* [Exercise objective]
Retype all of the entries word for word.

* [Source data]
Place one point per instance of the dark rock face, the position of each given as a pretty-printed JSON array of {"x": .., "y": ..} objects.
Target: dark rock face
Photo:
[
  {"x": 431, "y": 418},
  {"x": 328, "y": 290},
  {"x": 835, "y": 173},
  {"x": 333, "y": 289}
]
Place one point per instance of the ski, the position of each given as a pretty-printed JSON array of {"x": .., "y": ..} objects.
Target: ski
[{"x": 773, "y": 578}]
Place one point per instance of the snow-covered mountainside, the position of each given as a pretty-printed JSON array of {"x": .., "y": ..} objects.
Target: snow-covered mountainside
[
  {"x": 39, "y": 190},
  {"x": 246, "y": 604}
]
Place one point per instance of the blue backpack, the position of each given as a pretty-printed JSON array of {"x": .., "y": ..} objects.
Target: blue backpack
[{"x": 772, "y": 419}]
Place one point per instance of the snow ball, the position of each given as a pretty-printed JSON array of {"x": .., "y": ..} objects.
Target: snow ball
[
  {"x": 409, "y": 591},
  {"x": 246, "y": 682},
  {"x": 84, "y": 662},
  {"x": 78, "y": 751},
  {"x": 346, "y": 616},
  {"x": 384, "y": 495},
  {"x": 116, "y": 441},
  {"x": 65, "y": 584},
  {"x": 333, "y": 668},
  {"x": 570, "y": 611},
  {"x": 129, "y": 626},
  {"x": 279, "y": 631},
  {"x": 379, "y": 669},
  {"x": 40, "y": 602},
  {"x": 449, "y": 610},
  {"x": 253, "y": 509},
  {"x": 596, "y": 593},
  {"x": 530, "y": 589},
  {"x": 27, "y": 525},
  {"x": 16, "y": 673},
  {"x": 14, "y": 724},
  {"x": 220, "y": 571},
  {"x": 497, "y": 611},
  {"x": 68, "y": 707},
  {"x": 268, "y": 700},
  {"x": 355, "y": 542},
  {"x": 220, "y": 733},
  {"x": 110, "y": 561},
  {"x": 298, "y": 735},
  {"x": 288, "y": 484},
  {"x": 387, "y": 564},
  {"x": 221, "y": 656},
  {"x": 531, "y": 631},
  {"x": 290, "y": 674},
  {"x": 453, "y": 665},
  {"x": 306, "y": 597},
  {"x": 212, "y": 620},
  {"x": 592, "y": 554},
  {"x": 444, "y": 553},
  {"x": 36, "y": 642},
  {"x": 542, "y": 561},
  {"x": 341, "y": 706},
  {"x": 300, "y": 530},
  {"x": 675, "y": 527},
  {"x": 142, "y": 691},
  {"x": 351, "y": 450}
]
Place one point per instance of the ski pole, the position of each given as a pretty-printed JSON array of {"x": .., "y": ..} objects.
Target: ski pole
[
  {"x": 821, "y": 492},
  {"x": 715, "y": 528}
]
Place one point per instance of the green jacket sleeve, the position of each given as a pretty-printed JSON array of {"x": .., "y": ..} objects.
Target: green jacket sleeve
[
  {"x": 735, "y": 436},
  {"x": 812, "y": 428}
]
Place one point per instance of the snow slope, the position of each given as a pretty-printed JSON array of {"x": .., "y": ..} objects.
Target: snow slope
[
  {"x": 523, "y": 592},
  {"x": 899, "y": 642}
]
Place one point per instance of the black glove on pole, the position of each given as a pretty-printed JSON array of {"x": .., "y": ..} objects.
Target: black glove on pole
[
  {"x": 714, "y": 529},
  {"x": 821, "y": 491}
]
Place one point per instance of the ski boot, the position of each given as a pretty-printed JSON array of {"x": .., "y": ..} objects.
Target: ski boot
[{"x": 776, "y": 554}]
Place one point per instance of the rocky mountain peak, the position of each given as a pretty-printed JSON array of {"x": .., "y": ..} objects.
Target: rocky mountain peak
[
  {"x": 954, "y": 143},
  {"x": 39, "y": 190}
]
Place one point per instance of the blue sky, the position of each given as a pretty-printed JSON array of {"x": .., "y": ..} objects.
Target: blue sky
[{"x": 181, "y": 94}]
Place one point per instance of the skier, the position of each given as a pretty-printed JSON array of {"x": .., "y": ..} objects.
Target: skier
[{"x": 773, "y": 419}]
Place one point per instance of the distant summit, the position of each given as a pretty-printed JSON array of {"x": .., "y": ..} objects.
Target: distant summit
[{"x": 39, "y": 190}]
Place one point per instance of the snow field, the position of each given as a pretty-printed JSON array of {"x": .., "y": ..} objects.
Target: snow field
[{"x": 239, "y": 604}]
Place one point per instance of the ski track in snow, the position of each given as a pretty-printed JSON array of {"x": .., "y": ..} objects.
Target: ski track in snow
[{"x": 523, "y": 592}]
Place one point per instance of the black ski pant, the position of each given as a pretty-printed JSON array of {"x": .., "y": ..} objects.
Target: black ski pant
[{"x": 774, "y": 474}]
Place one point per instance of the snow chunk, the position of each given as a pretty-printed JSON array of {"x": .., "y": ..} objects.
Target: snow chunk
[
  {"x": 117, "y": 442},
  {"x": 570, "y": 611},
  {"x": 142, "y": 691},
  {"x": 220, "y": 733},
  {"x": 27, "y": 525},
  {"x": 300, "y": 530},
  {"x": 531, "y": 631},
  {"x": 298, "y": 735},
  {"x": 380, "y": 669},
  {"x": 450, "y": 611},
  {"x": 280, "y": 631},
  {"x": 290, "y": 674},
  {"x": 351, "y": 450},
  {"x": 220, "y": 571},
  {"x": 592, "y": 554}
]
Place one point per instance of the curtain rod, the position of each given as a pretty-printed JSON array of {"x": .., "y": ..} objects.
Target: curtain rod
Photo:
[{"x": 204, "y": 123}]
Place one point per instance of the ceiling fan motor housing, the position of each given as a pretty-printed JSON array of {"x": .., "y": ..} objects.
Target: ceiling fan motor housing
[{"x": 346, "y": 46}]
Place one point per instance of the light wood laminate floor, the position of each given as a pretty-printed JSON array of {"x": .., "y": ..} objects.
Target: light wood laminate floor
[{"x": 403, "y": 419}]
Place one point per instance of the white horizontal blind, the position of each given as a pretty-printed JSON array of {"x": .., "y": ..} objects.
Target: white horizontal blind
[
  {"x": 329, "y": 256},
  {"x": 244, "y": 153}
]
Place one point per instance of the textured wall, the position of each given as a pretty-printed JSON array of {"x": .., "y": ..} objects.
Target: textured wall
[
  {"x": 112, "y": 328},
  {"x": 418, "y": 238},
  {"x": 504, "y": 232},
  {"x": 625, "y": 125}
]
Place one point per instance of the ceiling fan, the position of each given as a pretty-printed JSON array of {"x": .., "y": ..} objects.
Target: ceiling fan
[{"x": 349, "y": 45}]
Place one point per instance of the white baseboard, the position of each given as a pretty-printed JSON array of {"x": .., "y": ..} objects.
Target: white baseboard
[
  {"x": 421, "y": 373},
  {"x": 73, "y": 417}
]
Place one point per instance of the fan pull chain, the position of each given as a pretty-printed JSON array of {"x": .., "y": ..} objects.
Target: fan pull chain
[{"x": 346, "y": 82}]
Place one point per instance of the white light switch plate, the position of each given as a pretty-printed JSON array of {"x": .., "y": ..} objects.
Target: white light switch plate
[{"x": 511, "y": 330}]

* [Response]
Place one point per instance of the dark rock face, the position of each given as a pretty-printed JSON array of {"x": .., "y": ..} objects.
Target: dark rock face
Photo:
[
  {"x": 431, "y": 418},
  {"x": 328, "y": 290},
  {"x": 835, "y": 173},
  {"x": 333, "y": 289}
]
Place one point per instance of the ski, the position of each given as a pretty-printed JSON array of {"x": .., "y": ..} objects.
Target: ski
[{"x": 773, "y": 578}]
Place one point per instance of the snow-covered mountainside, the position of each given as a pretty-printed JSON array of {"x": .., "y": ..} objects.
Target: snow-covered mountainside
[
  {"x": 39, "y": 190},
  {"x": 246, "y": 604}
]
Place one point per instance of the blue backpack, the position of each given as a pretty-printed JSON array of {"x": .., "y": ..} objects.
Target: blue backpack
[{"x": 772, "y": 419}]
Place one point per instance of the snow ball, the position of each given as a pretty-printed JSON array of {"x": .., "y": ..} objects.
Target: snow ball
[
  {"x": 409, "y": 591},
  {"x": 246, "y": 682},
  {"x": 84, "y": 662},
  {"x": 78, "y": 751},
  {"x": 346, "y": 616},
  {"x": 384, "y": 495},
  {"x": 116, "y": 441},
  {"x": 65, "y": 584},
  {"x": 333, "y": 668},
  {"x": 570, "y": 611},
  {"x": 129, "y": 626},
  {"x": 279, "y": 631},
  {"x": 379, "y": 669},
  {"x": 40, "y": 602},
  {"x": 449, "y": 610},
  {"x": 253, "y": 509},
  {"x": 596, "y": 593},
  {"x": 530, "y": 589},
  {"x": 27, "y": 525},
  {"x": 16, "y": 673},
  {"x": 14, "y": 724},
  {"x": 220, "y": 571},
  {"x": 497, "y": 611},
  {"x": 68, "y": 707},
  {"x": 268, "y": 700},
  {"x": 355, "y": 542},
  {"x": 220, "y": 733},
  {"x": 110, "y": 561},
  {"x": 298, "y": 735},
  {"x": 288, "y": 484},
  {"x": 387, "y": 564},
  {"x": 221, "y": 656},
  {"x": 531, "y": 631},
  {"x": 290, "y": 674},
  {"x": 453, "y": 665},
  {"x": 306, "y": 597},
  {"x": 212, "y": 620},
  {"x": 592, "y": 554},
  {"x": 444, "y": 553},
  {"x": 36, "y": 642},
  {"x": 542, "y": 561},
  {"x": 341, "y": 706},
  {"x": 300, "y": 530},
  {"x": 675, "y": 527},
  {"x": 142, "y": 691},
  {"x": 351, "y": 450}
]
Place one point per instance of the ski pole, the position of each given as a pretty-printed JSON array of {"x": .., "y": ..} objects.
Target: ski pole
[
  {"x": 821, "y": 492},
  {"x": 715, "y": 528}
]
Place one point per instance of the green jacket sleeve, the position of each given as a pretty-printed JSON array of {"x": .., "y": ..} objects.
Target: green jacket sleeve
[
  {"x": 735, "y": 436},
  {"x": 812, "y": 428}
]
Place one point per instance of the snow slope, the position of each given as a pretty-printed JSON array of {"x": .., "y": ..} objects.
Target: snow slope
[
  {"x": 523, "y": 592},
  {"x": 899, "y": 642}
]
Place one point per instance of the black glove on pole, the position of each given as a pretty-printed JSON array of {"x": .., "y": ..} objects.
Target: black glove on pole
[
  {"x": 714, "y": 529},
  {"x": 821, "y": 491}
]
Place one point per instance of the ski boot, the position of each given as a pretty-printed JSON array of {"x": .., "y": ..} objects.
Target: ski boot
[{"x": 776, "y": 554}]
Place one point per instance of the rocky mountain peak, the position of each given as a pretty-printed JSON array of {"x": .., "y": ..} objects.
Target: rocky mountain peak
[
  {"x": 954, "y": 143},
  {"x": 39, "y": 190}
]
Place one point per instance of the blue sky, the position of each given as a pretty-printed JSON array of {"x": .., "y": ..} objects.
Target: blue sky
[{"x": 181, "y": 94}]
Place one point per instance of the skier, the position of each given as a pretty-printed JSON array of {"x": .., "y": ..} objects.
Target: skier
[{"x": 773, "y": 419}]
Place one point per instance of the distant summit, the position of each given as a pretty-printed JSON array of {"x": .., "y": ..} objects.
Target: distant summit
[{"x": 39, "y": 190}]
Place one point per instance of the snow field, the position of each given as a pretty-printed JSON array of {"x": .., "y": ..} objects.
Target: snow field
[{"x": 239, "y": 604}]
Place one point per instance of the ski track in snow, the position of each given as a pretty-printed JSON array of {"x": .., "y": ..} objects.
Target: ski track in snow
[{"x": 523, "y": 592}]
Place one point per instance of the black ski pant, the position of each given as a pretty-printed JSON array of {"x": .., "y": ..} objects.
Target: black ski pant
[{"x": 774, "y": 474}]
Place one point per instance of the snow chunk, the position of each given as a pretty-printed JSON array of {"x": .., "y": ..} objects.
Target: snow chunk
[
  {"x": 117, "y": 442},
  {"x": 570, "y": 611},
  {"x": 142, "y": 691},
  {"x": 220, "y": 733},
  {"x": 27, "y": 525},
  {"x": 300, "y": 530},
  {"x": 531, "y": 631},
  {"x": 298, "y": 735},
  {"x": 380, "y": 669},
  {"x": 450, "y": 611},
  {"x": 280, "y": 631},
  {"x": 290, "y": 674},
  {"x": 351, "y": 450},
  {"x": 220, "y": 571},
  {"x": 592, "y": 554}
]
Place one point per instance of the curtain rod, the position of each given as a pretty-printed JSON array of {"x": .., "y": ..} objects.
Target: curtain rod
Photo:
[{"x": 204, "y": 123}]
Place one point per instance of the ceiling fan motor housing, the position of each given as a pretty-printed JSON array of {"x": .., "y": ..} objects.
Target: ceiling fan motor housing
[{"x": 346, "y": 46}]
Place one point per instance of the light wood laminate floor, the position of each given as a pretty-printed JSON array of {"x": .., "y": ..} objects.
Target: light wood laminate floor
[{"x": 403, "y": 419}]
Place one point per instance of the white horizontal blind, the position of each given as a pretty-printed JSON array of {"x": .., "y": ..} objects.
Target: white horizontal blind
[
  {"x": 329, "y": 256},
  {"x": 244, "y": 153}
]
Place one point per instance of the textured wall, the position of each given as a pretty-printed JSON array of {"x": .., "y": ..} objects.
Target: textured wall
[
  {"x": 112, "y": 328},
  {"x": 418, "y": 238},
  {"x": 504, "y": 232},
  {"x": 625, "y": 125}
]
Place one point per instance of the ceiling fan, the position of each given as a pretty-printed JSON array of {"x": .., "y": ..} objects.
Target: ceiling fan
[{"x": 349, "y": 45}]
Place one point per instance of the white baseboard, the position of each given as a pretty-printed JSON array of {"x": .., "y": ..} objects.
Target: white baseboard
[
  {"x": 421, "y": 373},
  {"x": 73, "y": 417}
]
Place one point per instance of the fan pull chain, the position of each given as a pretty-printed JSON array of {"x": .., "y": ..} objects.
Target: fan pull chain
[{"x": 346, "y": 82}]
Place one point per instance of the white light switch plate, the position of each given as a pretty-printed JSON array of {"x": .., "y": ..} objects.
Target: white light switch plate
[{"x": 511, "y": 330}]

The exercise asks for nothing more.